◆ Your instructions ◆
Search the records below for the string "this", and report each line that contains it.

◆ Data to use ◆

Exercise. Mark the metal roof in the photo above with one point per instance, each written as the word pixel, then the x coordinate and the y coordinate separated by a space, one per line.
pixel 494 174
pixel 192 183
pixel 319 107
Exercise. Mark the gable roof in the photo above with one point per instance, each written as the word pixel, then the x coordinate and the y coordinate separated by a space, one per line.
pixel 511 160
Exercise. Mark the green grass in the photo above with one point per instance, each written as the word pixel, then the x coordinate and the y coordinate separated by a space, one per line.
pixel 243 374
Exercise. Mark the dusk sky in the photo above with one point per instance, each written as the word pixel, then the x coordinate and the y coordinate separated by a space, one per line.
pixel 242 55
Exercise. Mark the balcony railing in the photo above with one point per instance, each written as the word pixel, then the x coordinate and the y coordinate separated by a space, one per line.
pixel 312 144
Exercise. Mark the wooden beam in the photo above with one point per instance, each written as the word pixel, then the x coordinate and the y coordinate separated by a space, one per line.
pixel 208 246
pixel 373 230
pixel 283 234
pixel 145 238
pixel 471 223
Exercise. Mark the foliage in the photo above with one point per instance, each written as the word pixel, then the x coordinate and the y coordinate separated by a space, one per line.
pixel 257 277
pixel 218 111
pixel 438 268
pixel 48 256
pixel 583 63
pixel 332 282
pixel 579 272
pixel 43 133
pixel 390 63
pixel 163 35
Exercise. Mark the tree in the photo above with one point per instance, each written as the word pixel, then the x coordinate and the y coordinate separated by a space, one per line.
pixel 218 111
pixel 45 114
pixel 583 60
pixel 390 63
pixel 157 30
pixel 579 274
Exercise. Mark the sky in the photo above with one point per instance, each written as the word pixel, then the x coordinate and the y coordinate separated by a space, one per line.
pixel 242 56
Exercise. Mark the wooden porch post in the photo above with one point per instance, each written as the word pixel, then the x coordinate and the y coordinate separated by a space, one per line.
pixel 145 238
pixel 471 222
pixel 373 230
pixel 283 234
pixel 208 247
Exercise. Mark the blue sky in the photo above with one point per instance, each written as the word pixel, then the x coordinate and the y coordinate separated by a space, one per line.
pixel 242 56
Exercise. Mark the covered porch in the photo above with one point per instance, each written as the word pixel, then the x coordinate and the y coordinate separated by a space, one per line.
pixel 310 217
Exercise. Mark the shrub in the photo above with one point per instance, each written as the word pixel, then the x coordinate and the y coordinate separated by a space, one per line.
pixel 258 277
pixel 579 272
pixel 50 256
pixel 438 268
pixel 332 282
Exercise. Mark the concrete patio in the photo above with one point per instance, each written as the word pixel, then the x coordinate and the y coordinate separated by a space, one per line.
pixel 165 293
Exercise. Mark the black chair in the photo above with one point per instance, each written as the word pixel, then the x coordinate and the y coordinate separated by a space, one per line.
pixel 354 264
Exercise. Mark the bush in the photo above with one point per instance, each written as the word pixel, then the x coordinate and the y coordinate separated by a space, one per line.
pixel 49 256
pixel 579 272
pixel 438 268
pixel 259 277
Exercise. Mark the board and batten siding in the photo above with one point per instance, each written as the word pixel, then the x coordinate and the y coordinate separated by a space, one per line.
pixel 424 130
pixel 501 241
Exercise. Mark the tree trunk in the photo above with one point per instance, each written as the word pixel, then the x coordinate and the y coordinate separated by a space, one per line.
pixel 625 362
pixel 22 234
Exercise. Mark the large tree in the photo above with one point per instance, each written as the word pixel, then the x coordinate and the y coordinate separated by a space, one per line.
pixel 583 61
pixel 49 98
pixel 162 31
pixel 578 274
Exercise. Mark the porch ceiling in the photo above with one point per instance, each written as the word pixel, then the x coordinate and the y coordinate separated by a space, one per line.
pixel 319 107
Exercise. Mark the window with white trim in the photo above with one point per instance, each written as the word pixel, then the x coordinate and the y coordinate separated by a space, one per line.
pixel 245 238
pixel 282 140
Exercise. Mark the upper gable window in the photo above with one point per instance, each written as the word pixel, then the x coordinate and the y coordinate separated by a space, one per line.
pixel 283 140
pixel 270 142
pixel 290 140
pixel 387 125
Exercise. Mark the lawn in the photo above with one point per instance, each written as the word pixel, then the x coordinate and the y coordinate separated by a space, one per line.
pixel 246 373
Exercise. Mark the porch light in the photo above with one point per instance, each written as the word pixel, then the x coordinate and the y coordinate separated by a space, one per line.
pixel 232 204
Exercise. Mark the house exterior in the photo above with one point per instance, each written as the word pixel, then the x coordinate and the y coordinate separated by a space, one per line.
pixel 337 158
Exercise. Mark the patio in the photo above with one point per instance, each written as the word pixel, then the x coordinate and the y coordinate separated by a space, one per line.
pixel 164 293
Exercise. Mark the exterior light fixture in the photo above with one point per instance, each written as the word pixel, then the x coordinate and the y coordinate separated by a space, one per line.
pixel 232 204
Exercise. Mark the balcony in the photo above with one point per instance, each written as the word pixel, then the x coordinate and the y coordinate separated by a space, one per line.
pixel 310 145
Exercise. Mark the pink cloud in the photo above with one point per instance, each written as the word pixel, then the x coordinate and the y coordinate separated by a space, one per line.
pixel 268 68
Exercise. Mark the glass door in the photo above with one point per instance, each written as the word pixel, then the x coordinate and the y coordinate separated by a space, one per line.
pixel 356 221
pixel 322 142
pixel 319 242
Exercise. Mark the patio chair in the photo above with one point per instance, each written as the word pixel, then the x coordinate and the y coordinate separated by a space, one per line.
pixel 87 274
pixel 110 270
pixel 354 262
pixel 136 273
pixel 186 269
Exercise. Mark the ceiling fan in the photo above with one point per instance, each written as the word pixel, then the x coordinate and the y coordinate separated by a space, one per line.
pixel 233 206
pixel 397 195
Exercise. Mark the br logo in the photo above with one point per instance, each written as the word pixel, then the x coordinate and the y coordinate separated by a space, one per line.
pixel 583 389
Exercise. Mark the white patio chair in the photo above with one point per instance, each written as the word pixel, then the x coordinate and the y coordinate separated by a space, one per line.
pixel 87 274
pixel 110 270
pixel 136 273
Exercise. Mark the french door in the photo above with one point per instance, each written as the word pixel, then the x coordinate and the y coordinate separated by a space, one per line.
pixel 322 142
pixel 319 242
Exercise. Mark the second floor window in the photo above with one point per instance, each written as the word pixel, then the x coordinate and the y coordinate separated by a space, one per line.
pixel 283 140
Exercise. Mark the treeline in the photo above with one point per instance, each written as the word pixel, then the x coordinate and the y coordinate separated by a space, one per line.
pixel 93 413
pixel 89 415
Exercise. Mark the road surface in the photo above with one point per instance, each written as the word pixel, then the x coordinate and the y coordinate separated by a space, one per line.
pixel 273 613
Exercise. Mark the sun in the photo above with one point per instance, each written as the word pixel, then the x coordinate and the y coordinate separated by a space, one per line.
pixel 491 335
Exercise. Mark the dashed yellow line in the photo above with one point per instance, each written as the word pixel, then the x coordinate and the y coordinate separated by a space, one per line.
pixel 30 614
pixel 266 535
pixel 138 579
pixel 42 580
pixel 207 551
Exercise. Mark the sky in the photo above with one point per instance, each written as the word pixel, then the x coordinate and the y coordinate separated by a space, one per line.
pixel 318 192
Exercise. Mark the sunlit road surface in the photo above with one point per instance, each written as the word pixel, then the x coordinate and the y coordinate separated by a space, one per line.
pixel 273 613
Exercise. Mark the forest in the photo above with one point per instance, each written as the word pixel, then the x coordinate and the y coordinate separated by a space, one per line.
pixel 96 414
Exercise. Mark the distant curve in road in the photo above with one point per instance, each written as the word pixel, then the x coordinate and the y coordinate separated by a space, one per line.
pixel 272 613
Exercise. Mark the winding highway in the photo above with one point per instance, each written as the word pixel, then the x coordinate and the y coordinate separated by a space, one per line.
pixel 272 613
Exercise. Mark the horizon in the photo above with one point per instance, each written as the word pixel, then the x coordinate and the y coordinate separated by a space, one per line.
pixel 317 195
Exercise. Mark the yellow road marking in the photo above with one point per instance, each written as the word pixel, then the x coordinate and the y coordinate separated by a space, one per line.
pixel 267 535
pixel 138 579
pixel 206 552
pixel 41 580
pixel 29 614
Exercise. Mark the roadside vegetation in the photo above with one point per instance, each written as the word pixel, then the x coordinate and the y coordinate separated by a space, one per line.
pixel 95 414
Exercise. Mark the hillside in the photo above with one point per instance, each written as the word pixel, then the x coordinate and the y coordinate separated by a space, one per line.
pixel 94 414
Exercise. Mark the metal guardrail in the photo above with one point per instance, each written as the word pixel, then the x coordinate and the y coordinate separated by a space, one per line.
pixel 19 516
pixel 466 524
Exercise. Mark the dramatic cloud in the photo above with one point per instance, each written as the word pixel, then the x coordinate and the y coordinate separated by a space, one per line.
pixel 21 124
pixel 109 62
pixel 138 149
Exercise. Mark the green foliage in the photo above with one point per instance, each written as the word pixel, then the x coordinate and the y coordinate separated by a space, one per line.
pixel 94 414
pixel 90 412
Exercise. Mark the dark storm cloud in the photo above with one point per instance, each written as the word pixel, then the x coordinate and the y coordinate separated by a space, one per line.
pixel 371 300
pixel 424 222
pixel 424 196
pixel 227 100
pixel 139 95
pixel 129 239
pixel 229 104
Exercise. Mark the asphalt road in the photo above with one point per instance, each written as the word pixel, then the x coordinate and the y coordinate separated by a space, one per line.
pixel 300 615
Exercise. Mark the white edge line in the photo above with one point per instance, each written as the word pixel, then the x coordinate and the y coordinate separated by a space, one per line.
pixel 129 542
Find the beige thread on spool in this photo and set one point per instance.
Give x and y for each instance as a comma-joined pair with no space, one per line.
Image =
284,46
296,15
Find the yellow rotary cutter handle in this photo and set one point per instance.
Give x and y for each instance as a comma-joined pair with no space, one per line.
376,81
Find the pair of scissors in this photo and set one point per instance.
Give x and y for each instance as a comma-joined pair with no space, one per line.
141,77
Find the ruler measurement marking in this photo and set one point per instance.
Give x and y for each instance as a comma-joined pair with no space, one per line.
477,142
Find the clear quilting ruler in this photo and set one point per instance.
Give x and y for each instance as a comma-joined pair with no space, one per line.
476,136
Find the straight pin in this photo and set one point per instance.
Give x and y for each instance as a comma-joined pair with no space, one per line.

◆ Answer ◆
Find the beige thread on spool in this photo and set one point per instance.
Find the yellow rotary cutter handle in this photo and set one point per instance.
Find the pair of scissors in this photo and set one point per instance.
Find the ruler measurement marking in this photo and set one point per instance.
Find the clear quilting ruler in this photo and set one point per instance.
Find the straight pin in this photo and set one point per instance.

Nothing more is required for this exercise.